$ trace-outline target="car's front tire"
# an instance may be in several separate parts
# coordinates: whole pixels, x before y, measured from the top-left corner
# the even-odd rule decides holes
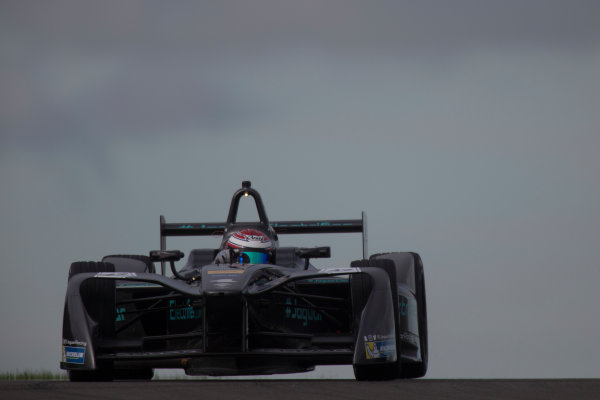
[[[111,263],[77,261],[71,264],[69,279],[83,273],[115,272]],[[115,326],[115,281],[111,279],[88,279],[81,284],[81,299],[88,315],[97,323],[96,332],[101,337],[114,335]],[[95,370],[68,371],[72,382],[112,381],[113,370],[108,365],[99,365]]]
[[[386,253],[376,254],[369,260],[357,260],[352,262],[352,267],[382,268],[388,271],[390,277],[395,277],[397,282],[392,285],[392,295],[397,298],[396,285],[413,287],[417,300],[417,319],[419,329],[419,347],[421,361],[402,363],[400,354],[398,361],[394,363],[354,365],[354,375],[357,380],[390,380],[420,378],[427,372],[428,364],[428,342],[427,342],[427,305],[425,297],[425,277],[423,274],[423,263],[417,253]],[[367,301],[370,287],[368,282],[356,275],[353,282],[352,301],[354,304],[364,304]],[[359,278],[360,277],[360,278]],[[360,309],[362,309],[362,306]],[[398,305],[394,302],[394,311],[398,315]],[[358,316],[357,316],[358,317]],[[399,334],[399,325],[396,325],[396,335]],[[397,348],[400,349],[400,340],[396,338]]]
[[[419,327],[419,349],[421,361],[405,362],[400,365],[398,378],[421,378],[427,373],[429,359],[427,332],[427,298],[425,295],[425,275],[423,261],[417,253],[382,253],[374,254],[370,261],[390,260],[394,262],[398,283],[414,287],[417,300],[417,321]],[[411,282],[412,281],[412,282]]]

DESCRIPTION OF THE TASK:
Please reproduce the records above exactly, omitting every picture.

RESULT OF THE TASK:
$ trace-outline target="car's front tire"
# an instance may be in several separate parts
# coordinates: whole pixels, x before y, measured from the top-left corner
# the even-odd rule decides holes
[[[111,263],[77,261],[71,264],[69,279],[83,273],[115,272]],[[115,326],[115,281],[111,279],[88,279],[81,284],[81,299],[88,315],[97,323],[96,332],[101,337],[114,335]],[[95,370],[68,371],[72,382],[112,381],[113,370],[108,365],[99,365]]]
[[[386,253],[376,254],[369,260],[357,260],[352,262],[352,267],[382,268],[388,271],[390,277],[395,277],[397,282],[392,285],[392,295],[397,298],[396,285],[413,287],[417,300],[417,319],[419,329],[419,347],[421,361],[402,363],[400,354],[398,361],[394,363],[354,365],[354,375],[357,380],[390,380],[420,378],[427,372],[428,364],[428,342],[427,342],[427,305],[425,297],[425,277],[423,274],[423,263],[417,253]],[[367,301],[370,287],[368,282],[356,275],[353,282],[352,301],[354,304],[364,304]],[[359,278],[360,277],[360,278]],[[360,309],[362,309],[362,306]],[[398,305],[394,302],[394,311],[398,315]],[[358,316],[357,316],[358,317]],[[399,334],[399,325],[396,325],[396,335]],[[397,348],[400,349],[400,340],[396,338]]]
[[[419,327],[419,349],[421,361],[405,362],[400,365],[398,378],[421,378],[427,373],[429,359],[427,332],[427,298],[425,295],[425,275],[423,261],[417,253],[382,253],[374,254],[370,261],[390,260],[394,262],[398,283],[414,287],[417,300],[417,321]],[[411,282],[412,281],[412,282]]]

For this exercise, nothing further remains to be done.